• [QUOTED TEXT]
Before getting started with some coding, it’s important to understand what a working directory is.

  • What is a working directory? A working directory (wd) is the location where R will look for files. This is where R believes you are located.
  • How do you know what your wd is? In the console type getwd() to see what’s called your “current working directory”. You may notice that this path will most likely align with the path at the top of the Files tab because, again, this is where R thinks you are located. If you want load in any files, you must be in the correct working directory or R will return an error saying cannot open file x: No such file or directory
  • How do you set your wd? There are a few ways you can do this…
    • Option 1 (not recommended): Session → Set Working Directory → Choose Directory and navigate to find the correct folder
    • Option 2 (also not recommended): setwd() to manually enter the path you want
    • Option 3 (highly recommended!): Create an R Project that will automatically set your wd to where your project is saved

R Projects

  • What is an R Project? An R project is just a way to keep all of your files associated with any given project together, organized, and easily accessible. If you wish to test out how to set up an R Project, following along with the next few steps. Take a look in the top right hand corner of RStudio and you will see a blue R cube. Assuming you haven’t already created a project, it will say “Project: (None)”. To create a new project, click on that and select New Project. You will see the following options:

This is where you decide where you want your project to be located. If you already have an existing folder choose “Existing Directory” and navigate to the correct folder and create your project. If you want to create a new folder choose the “New Directory” and New Project. Here you will have to create a name for your directory and again select where you want your project to be located and then Create Project. We won’t worry about the version control option for now, but you may find it super handy, especially if you use GitHub.

Once you’ve created your project, I suggest closing out of RStudio and navigating to your files where you just saved your project. You should see the familiar looking R cube with your directory name. Now all you have to do to open your project is double click on this R cube. RStudio will automatically open and you can type getwd() in the console to confirm you’re in the correct location and you files will be in the Files tab. If you followed along with these steps, congrats on setting up your first R project! 😄

R Scripts

Now that we’ve covered some of the basics, let’s write our first R script!

To start, click File → New File → R Script. Let’s first save our script by clicking on the save icon or ctrl/cmd + S. As I’m not very creative… I’ll call my script “r_script”.

One important note here: it’s best practice to avoid using spaces when naming scripts or folders. If you use spaces, you will most likely run into an error message, so best to avoid white spaces altogether.

• [RECORDS SUPPLIED]
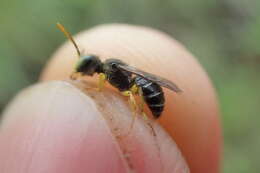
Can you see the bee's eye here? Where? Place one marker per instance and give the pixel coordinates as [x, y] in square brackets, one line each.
[114, 66]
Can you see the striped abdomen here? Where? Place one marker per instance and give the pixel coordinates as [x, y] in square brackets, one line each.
[153, 95]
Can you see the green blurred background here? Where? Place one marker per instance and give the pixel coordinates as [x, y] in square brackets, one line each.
[223, 34]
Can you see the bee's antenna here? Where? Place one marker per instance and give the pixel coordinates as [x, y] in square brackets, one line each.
[68, 35]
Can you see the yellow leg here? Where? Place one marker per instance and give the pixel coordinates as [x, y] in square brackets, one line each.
[102, 80]
[140, 93]
[132, 105]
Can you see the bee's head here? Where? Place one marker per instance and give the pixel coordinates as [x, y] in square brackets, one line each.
[88, 65]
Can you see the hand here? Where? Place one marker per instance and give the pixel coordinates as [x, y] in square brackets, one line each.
[61, 127]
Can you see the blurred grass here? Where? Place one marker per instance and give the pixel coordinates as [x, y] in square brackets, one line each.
[223, 34]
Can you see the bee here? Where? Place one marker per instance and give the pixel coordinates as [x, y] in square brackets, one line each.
[128, 80]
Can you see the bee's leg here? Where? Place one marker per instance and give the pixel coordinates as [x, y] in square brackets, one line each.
[75, 75]
[140, 93]
[101, 81]
[133, 107]
[141, 107]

• [DIRECTIVES]
**a.** Quote the R tutorial between "Now that we’ve" and "white spaces altogether.", inclusive.
**b.** Print the rows between the one containing "Can you see the blurred" and the last row, inclusive.
The rows are unrelated to the R tutorial.

• [SOLUTIONS TO THE TASKS]
**a.**
Now that we’ve covered some of the basics, let’s write our first R script!

To start, click File → New File → R Script. Let’s first save our script by clicking on the save icon or ctrl/cmd + S. As I’m not very creative… I’ll call my script “r_script”.

One important note here: it’s best practice to avoid using spaces when naming scripts or folders. If you use spaces, you will most likely run into an error message, so best to avoid white spaces altogether.

**b.**
Can you see the blurred grass here? Where? Place one marker per instance and give the pixel coordinates as [x, y] in square brackets, one line each.
[223, 34]
Can you see the bee here? Where? Place one marker per instance and give the pixel coordinates as [x, y] in square brackets, one line each.
[128, 80]
Can you see the bee's leg here? Where? Place one marker per instance and give the pixel coordinates as [x, y] in square brackets, one line each.
[75, 75]
[140, 93]
[101, 81]
[133, 107]
[141, 107]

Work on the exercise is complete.